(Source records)
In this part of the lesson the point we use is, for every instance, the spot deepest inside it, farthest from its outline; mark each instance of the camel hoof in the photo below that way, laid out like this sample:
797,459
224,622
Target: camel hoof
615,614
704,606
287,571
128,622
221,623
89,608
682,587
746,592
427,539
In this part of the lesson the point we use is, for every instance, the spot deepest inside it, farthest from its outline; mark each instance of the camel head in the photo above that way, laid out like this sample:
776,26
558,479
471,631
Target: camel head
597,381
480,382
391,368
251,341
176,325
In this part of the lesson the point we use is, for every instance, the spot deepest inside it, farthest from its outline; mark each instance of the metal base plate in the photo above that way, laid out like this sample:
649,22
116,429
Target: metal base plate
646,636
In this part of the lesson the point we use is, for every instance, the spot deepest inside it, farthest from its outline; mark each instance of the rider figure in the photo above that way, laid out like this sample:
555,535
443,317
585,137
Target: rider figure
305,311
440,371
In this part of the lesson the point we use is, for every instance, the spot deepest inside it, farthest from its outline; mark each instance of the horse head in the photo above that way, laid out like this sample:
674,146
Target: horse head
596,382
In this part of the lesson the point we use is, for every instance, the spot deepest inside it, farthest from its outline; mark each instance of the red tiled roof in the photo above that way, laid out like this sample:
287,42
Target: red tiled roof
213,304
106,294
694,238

▸ **REQUIRED TASK**
Your task is to print the whole listing again exactly.

▸ **THE ANSWER**
In this part of the lesson the point we use is, for every instance, the spot deepest inside it, farthest from its outline; mark each instance of the camel hoof in the photo below that way, laid out like this sample:
797,459
224,622
Target: camel hoof
615,614
704,606
287,571
128,622
221,623
89,608
682,587
746,592
427,539
In this part of the lesson the point we use is, for every instance, the spot deepest inside it, farthest from its outline; mark each instance of the camel head in the photo above that way, laid out like this sample:
776,26
558,479
471,631
Target: camel head
597,381
480,382
391,368
251,341
176,325
In this part of the lesson the point we use is, for every instance, the spot deepest inside it, farthest from its outline; mark each instance of the metal base plate in the photo above that way, laid out like this sample:
649,22
116,429
Target: metal base plate
646,636
In this part of the lesson the point we use is, for every instance, the spot deepest inside it, farthest from its outline; mark each instance of the rider figure in the photo above that way, laid out like this sample:
555,535
443,317
585,137
Target: rider figure
305,311
440,371
In this part of the lesson the point we use is, for every instance, the spot deepest inside it, farthest from its outline; mark each instance of the horse head in the photo above that way, laid out like this sample:
674,146
Target: horse head
596,382
In this part of the lesson the point we use is, for every instance, the spot deepest inside it, farthest from its outline; mark each instance of the red tiled roof in the photo above that way, laid out like this sample:
287,42
Target: red tiled roof
213,304
106,294
694,238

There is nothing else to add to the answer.